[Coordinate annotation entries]
** Begin **
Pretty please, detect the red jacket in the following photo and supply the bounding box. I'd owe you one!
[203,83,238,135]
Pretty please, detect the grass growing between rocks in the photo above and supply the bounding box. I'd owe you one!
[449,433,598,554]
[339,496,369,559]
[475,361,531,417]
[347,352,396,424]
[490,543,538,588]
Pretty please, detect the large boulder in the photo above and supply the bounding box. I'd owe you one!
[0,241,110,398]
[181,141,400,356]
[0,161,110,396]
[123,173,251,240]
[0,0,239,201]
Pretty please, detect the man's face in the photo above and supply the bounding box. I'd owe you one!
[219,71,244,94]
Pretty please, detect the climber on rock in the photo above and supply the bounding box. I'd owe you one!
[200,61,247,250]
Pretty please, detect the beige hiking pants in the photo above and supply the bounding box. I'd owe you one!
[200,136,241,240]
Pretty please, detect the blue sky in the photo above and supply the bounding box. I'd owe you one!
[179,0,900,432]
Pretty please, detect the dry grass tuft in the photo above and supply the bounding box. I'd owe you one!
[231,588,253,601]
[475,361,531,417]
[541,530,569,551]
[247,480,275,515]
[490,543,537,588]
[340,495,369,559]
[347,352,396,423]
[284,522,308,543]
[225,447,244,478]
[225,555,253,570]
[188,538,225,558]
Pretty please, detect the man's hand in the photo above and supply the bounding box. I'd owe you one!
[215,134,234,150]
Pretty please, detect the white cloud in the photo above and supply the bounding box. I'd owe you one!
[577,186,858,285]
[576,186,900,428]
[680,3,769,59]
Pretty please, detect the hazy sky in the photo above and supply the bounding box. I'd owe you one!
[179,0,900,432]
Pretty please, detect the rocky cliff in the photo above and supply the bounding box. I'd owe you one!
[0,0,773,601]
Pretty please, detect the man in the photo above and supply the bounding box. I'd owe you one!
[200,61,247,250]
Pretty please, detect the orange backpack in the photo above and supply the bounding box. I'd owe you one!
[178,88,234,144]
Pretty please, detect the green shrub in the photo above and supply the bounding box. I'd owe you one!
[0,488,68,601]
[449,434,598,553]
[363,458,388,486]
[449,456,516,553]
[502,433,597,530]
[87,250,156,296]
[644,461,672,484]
** End **
→ **STATED PROBLEM**
Starting at the first entry and ending at the one containing "[215,134,234,150]", express the entries as a CSV with two columns named entry and answer. Use one row per entry, and put each value in a single quoted field with any line breaks replaced by spaces.

→ **COMPLETE RESPONSE**
entry,answer
"Pretty please, detect the red jacket in the following photo and supply the bounding box. I'd owe you one!","[203,83,238,135]"
"Pretty please, detect the grass growing between rocks in the photo above and supply the bounding box. I'd owe you one!","[449,433,598,554] [339,496,369,559] [475,361,531,417] [347,352,396,424] [490,543,538,588]"
"Pretty please, detect the large boulder in the photo above and supply the bounding box. I'd owe you one!","[0,241,110,398] [181,141,400,356] [0,161,110,396] [123,173,251,240] [0,0,239,201]"
"Pretty please, detect the man's face in the photo above and supply the bounding box. I'd owe you one!","[219,71,244,94]"
"Pretty please, detect the climber on rock in the photo above and supply the bounding box. I'd owe you one!","[200,61,247,250]"
"Pretty please, detect the beige hiking pants in the photo above and supply the bounding box. I'd owe you one!","[200,136,241,240]"
"Pretty please, detect the blue sky in the photo above and supply the bounding box. I'd owe you one!","[179,0,900,432]"
"Pretty please, detect the dry grass tuft in the photo above and supply the bounding box. I'd owe you one!","[231,588,253,601] [475,361,531,417] [541,530,569,551] [247,480,275,515] [490,543,537,588] [340,495,369,559] [347,352,396,423] [284,522,308,543] [225,447,244,478] [225,555,253,570] [188,538,225,558]"
"Pretty please, detect the man's hand in the photo above and supply the bounding box. I'd owe you one!","[215,134,234,150]"